• **What is expected**: Scale the stretch of the material from the line containing "Tag the polished" through the end of the material by giving all of those lines again, requests included, with every point coordinate in the answers multiplied by 0.5 and rounded to a whole number (halves round up). Return only those lines.

Location labeling records
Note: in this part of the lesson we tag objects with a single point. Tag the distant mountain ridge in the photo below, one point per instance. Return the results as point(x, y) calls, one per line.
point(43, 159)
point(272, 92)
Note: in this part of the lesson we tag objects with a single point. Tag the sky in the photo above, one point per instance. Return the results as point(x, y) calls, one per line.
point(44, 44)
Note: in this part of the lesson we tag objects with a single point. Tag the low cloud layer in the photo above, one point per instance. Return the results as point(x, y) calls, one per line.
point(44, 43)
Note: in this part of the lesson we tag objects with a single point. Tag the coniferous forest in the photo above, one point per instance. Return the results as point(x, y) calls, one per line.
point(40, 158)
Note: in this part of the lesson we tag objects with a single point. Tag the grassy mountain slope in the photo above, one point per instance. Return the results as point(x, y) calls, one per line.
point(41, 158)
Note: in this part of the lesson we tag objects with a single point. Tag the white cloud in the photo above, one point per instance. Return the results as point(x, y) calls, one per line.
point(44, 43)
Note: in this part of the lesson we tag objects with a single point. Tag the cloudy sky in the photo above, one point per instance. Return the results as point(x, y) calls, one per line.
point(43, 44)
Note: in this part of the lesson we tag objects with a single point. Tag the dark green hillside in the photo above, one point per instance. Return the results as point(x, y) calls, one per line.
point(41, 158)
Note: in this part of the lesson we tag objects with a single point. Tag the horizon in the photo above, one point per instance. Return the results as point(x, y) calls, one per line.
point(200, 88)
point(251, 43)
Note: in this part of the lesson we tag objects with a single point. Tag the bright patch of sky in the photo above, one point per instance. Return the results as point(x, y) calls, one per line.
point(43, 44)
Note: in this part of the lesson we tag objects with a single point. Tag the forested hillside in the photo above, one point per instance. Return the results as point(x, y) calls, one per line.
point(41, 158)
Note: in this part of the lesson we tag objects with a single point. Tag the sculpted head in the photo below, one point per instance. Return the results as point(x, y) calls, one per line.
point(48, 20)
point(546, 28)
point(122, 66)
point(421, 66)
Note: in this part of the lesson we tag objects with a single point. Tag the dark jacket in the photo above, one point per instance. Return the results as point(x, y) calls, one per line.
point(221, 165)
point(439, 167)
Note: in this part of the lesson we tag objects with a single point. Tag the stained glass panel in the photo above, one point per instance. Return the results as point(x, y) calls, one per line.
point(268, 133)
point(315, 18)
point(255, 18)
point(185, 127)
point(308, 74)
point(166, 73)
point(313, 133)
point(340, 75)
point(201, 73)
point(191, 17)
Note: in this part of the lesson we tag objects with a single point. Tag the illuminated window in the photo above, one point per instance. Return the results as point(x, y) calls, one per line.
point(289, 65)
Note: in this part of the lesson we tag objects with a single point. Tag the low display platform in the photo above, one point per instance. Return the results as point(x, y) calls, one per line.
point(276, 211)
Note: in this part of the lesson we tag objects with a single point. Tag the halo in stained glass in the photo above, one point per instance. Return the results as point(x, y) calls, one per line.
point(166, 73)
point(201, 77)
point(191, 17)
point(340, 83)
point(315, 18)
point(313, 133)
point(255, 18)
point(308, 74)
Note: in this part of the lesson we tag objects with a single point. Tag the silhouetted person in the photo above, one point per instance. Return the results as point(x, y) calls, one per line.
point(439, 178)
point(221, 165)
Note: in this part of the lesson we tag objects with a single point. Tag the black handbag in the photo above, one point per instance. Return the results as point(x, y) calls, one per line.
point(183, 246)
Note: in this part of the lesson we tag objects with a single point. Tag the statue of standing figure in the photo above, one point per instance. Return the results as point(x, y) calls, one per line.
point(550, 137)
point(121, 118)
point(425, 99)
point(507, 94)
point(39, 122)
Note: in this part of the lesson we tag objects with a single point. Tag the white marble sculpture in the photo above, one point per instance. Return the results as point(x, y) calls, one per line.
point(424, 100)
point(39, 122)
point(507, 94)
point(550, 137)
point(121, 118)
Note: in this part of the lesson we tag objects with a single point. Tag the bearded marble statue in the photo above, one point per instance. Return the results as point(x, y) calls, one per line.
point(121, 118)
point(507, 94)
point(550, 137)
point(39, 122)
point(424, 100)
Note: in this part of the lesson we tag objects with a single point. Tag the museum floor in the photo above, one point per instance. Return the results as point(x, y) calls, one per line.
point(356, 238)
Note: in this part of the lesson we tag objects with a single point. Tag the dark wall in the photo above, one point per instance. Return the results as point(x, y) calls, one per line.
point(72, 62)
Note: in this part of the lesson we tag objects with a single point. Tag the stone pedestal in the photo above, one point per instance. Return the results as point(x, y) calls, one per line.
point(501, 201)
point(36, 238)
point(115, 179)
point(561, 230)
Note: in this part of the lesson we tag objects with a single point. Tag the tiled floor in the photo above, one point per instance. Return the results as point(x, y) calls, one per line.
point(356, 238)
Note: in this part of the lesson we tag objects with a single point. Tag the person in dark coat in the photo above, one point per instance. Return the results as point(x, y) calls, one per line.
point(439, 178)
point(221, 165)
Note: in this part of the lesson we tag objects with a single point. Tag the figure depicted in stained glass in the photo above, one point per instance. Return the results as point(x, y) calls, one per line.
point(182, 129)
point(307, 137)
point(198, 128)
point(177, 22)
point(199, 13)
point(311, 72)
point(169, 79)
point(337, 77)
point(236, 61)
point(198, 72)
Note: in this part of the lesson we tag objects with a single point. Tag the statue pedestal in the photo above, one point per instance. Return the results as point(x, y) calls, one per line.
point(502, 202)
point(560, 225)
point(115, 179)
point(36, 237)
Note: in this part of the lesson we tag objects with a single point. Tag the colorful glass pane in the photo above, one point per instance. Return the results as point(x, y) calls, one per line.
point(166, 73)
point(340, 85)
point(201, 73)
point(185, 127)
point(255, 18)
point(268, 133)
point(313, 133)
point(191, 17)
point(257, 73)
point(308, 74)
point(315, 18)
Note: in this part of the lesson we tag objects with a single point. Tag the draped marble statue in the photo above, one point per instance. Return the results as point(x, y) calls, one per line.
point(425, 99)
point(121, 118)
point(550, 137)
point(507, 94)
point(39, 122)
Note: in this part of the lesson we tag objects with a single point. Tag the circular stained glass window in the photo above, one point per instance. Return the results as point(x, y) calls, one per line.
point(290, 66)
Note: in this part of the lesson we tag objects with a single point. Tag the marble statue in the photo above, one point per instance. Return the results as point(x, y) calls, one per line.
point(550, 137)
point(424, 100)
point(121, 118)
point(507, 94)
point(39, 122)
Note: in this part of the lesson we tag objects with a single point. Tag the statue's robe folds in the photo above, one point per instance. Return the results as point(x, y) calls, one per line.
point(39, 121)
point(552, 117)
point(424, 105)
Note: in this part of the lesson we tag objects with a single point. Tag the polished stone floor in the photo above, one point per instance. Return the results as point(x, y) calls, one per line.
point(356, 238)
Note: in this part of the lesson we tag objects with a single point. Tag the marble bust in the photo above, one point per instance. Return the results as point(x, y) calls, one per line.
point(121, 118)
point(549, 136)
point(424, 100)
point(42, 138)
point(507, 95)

• **Solution below**:
Note: in this part of the lesson we tag objects with a single point. Tag the polished stone floor in the photo above, one point per instance. Return the results as point(x, y) calls, one per line.
point(178, 119)
Note: in this part of the lesson we tag objects with a single point. Tag the marble bust in the photo above, one point per instance. Return the results as point(x, y) calls, one per line.
point(61, 59)
point(275, 68)
point(212, 50)
point(21, 69)
point(254, 48)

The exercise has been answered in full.